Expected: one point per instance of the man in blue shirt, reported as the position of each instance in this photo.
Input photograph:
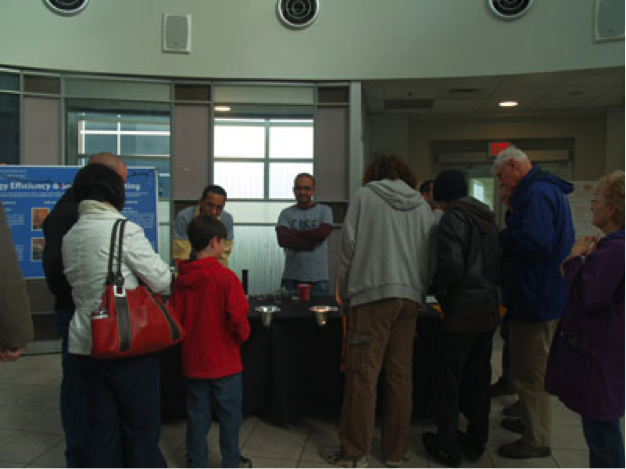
(302, 231)
(211, 203)
(538, 235)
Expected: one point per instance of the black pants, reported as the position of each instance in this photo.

■ TO DO: Rescale the listing above by copying every line, requests included, and multiplying each point coordinate in the answers by 0.2, rounded to a whole number with halves going up. Leave the pictures out.

■ EXERCISE OUTPUT:
Expected: one point per instance of the man in blue shirt, reported as the position of each instance in this photo.
Input photograph:
(60, 46)
(42, 41)
(108, 47)
Expected: one point per instance of the black pants, reported as the position of each instance in this photo.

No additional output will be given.